STORED RECORDS
☆ ☆ ☆ ☆

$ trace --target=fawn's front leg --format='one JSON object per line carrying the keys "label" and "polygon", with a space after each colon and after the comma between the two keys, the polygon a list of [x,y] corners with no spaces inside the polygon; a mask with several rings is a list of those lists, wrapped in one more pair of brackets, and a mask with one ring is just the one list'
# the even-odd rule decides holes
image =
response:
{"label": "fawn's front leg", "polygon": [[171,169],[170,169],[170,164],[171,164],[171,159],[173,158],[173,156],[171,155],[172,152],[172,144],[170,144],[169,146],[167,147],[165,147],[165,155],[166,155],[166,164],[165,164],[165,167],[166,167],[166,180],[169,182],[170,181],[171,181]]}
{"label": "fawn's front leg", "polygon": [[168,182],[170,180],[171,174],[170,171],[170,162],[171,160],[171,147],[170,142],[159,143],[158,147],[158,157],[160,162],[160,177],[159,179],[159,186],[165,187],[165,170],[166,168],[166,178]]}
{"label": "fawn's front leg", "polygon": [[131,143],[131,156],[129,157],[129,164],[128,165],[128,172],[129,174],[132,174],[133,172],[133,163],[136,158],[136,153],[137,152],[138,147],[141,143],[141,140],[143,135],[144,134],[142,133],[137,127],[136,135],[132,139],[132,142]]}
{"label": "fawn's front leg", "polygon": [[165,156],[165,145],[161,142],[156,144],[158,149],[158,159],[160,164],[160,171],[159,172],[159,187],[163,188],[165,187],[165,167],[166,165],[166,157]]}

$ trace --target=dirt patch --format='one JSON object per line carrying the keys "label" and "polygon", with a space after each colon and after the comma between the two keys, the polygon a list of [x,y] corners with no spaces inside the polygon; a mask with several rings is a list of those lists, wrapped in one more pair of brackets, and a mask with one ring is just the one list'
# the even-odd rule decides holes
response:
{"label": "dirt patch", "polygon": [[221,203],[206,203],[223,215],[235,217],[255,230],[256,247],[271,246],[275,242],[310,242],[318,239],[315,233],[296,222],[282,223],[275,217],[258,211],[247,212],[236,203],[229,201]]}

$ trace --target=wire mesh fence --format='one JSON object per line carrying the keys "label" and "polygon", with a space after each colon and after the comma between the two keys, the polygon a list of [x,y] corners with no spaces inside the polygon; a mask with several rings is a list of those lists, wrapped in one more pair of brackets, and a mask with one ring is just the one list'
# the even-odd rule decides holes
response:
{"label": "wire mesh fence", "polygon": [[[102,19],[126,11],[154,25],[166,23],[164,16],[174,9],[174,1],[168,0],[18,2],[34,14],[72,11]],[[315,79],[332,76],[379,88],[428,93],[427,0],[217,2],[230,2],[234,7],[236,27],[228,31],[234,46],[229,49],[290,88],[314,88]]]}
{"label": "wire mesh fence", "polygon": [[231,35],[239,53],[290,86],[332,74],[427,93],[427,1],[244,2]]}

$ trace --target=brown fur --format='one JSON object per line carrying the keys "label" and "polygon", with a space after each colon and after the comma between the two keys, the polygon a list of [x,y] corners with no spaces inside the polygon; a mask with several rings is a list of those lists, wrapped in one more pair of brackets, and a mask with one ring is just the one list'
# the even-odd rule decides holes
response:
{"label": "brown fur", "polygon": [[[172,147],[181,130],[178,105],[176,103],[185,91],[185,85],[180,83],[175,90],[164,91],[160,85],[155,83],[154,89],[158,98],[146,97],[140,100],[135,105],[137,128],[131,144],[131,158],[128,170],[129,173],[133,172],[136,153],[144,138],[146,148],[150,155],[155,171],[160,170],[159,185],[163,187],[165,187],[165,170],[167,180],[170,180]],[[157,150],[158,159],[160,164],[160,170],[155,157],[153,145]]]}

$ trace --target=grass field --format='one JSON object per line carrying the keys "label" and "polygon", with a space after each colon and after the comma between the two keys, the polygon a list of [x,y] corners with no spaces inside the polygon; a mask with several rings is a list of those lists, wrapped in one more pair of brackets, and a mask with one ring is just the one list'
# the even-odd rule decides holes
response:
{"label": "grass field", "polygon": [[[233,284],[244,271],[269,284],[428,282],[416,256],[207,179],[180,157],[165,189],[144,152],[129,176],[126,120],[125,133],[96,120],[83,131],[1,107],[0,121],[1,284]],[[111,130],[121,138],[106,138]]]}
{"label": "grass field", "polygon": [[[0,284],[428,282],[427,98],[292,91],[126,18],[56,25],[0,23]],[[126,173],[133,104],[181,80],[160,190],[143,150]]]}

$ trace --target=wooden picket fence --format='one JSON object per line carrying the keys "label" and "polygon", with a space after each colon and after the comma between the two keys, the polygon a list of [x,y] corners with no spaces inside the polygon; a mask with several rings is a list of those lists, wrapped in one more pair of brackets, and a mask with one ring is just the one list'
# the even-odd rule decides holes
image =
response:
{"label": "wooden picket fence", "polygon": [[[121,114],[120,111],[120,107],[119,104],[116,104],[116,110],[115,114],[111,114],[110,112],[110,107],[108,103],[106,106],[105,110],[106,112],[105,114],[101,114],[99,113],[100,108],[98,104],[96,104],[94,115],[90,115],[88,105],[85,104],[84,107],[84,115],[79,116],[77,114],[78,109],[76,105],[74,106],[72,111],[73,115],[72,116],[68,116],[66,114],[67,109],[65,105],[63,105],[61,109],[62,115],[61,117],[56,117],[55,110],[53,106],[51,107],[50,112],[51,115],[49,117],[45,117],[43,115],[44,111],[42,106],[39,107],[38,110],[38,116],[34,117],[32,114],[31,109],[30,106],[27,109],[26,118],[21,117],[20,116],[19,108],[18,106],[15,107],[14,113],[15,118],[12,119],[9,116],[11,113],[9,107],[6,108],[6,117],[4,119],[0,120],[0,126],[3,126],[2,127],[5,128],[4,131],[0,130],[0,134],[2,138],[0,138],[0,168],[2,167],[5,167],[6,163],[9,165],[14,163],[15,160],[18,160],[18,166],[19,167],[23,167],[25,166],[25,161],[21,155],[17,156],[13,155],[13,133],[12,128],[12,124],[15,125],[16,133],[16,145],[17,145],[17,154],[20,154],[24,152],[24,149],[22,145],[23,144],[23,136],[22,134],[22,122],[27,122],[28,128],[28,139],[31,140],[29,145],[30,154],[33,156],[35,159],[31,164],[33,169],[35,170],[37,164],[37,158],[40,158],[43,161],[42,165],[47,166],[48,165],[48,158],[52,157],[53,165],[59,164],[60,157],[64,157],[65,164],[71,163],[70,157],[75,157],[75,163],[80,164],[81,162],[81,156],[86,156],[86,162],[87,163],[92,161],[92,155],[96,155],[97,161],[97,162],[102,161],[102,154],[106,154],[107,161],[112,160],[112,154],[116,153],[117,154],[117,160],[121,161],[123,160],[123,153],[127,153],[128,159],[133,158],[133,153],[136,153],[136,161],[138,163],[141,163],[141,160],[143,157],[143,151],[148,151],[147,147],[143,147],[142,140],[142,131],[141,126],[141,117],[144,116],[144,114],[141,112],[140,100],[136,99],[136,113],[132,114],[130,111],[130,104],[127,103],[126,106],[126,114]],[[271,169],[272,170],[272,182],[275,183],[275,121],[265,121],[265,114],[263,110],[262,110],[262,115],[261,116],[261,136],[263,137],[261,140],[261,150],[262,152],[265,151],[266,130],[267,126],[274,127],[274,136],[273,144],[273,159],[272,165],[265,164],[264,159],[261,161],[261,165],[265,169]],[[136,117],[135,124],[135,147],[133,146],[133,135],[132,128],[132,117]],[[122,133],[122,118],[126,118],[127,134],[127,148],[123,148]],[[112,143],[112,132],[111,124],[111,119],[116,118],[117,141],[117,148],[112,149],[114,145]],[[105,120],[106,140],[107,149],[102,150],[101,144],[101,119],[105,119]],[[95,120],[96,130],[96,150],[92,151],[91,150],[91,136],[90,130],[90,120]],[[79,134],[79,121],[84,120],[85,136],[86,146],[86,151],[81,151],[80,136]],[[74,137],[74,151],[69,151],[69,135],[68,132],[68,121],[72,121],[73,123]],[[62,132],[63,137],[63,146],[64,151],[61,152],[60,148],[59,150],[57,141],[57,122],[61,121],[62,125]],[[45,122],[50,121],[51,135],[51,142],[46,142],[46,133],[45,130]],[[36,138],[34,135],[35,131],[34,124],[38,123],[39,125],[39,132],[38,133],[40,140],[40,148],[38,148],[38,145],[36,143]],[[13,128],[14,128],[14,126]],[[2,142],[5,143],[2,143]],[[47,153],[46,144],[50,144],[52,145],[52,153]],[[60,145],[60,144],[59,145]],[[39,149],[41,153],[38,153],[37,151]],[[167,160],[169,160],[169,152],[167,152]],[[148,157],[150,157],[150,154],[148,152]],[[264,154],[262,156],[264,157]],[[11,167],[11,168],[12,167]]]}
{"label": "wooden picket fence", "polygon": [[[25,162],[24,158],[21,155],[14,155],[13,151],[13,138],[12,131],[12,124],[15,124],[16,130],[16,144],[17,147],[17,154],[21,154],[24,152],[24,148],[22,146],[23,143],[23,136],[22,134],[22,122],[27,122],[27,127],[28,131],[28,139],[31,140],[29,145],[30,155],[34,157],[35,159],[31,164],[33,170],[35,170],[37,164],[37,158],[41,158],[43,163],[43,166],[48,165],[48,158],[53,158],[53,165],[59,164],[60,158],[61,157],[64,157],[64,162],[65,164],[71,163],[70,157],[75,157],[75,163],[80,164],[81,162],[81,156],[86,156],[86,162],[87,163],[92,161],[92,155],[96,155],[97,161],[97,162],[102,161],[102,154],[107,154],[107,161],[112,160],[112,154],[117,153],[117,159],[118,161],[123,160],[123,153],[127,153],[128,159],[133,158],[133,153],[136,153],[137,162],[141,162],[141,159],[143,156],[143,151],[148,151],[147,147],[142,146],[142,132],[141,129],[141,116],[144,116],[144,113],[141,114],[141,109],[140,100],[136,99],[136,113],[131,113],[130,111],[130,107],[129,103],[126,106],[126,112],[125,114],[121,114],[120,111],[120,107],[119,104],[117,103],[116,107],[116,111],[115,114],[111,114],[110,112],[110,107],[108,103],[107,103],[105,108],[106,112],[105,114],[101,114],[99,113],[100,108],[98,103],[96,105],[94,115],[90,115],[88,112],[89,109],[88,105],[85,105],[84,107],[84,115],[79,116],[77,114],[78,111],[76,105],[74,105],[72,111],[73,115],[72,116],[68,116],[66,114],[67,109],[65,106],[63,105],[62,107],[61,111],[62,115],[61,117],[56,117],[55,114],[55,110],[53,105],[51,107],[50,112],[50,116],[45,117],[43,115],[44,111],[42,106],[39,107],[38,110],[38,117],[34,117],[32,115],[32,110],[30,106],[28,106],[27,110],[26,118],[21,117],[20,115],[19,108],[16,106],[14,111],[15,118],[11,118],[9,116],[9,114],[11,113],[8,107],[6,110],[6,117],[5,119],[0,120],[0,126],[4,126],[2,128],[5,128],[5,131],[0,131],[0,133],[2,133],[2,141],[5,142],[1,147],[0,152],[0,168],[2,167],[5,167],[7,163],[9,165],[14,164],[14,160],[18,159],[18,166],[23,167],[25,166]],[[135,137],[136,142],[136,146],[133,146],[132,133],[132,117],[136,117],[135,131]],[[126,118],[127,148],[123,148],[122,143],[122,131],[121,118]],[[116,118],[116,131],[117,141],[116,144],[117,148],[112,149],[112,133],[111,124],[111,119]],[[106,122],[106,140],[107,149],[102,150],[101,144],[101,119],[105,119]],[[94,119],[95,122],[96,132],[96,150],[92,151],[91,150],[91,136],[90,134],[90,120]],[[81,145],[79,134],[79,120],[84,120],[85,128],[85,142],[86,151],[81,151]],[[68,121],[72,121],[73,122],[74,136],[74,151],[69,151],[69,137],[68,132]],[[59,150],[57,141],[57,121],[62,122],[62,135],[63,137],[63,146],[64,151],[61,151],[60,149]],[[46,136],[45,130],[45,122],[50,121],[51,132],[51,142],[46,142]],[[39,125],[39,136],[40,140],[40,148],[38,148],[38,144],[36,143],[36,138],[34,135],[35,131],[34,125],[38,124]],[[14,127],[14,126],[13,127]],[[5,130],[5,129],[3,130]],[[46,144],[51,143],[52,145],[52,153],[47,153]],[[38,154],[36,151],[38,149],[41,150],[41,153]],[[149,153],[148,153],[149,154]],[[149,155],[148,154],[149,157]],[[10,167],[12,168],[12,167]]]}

☆ ☆ ☆ ☆

Collect every line of the data above that contains the string "brown", treating uppercase and lowercase letters as different.

WORKED ANSWER
$ trace --target=brown fur --format='one JSON object per line carrying the keys "label" and "polygon", with a space after each colon and after the comma between the two keys, the polygon a list of [x,y] corners with no spaces inside the polygon; a mask with several rings is a list of those lists, wrapped in one more pair of brackets, and a mask with one ring is just the one list'
{"label": "brown fur", "polygon": [[[172,147],[181,130],[178,105],[176,103],[185,91],[185,85],[180,83],[175,90],[164,91],[160,85],[155,83],[154,89],[158,98],[146,97],[140,100],[135,105],[137,128],[131,144],[131,158],[128,170],[129,173],[133,172],[136,153],[144,138],[146,148],[150,155],[155,171],[160,170],[159,185],[163,187],[165,187],[165,170],[167,180],[170,180]],[[157,150],[158,159],[160,164],[160,170],[155,157],[153,145]]]}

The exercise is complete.